**WRITTEN TASK:** Leave out the images; return the rest of the data exactly.

Records from a dataset
-------

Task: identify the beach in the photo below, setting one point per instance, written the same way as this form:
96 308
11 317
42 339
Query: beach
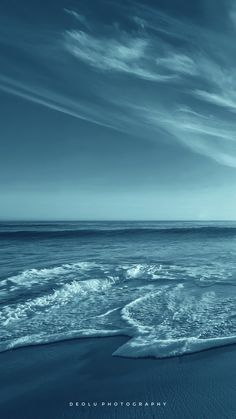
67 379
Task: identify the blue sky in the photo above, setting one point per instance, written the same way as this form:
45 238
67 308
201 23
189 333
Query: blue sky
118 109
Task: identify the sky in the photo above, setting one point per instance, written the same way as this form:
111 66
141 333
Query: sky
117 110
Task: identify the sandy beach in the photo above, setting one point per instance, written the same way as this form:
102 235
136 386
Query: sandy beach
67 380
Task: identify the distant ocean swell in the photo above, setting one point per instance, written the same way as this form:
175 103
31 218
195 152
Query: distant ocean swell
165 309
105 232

-------

**EXERCISE OUTPUT:**
Task: identify the beach in the photo below, setting one point per instance, written the same way as this form:
96 308
11 317
42 339
Query: beach
67 379
Task: identify the blue sky in the photo above, setting one point per instance, written the same way as this form:
45 238
67 308
201 23
189 333
Query: blue sky
118 109
Task: identify the sky in the photo above, setting one point per instance, written the same way as this form:
111 66
141 333
Query: sky
117 110
Task: identify the sandy beach in the photo above, setting one point per instance, written the same way as this form:
102 235
136 386
Query: sandy beach
67 380
Task: identify the distant ocean swell in the photo above, setting one point per instance, written the same way as this form:
175 103
31 218
195 152
Query: distant ocean swell
165 309
105 232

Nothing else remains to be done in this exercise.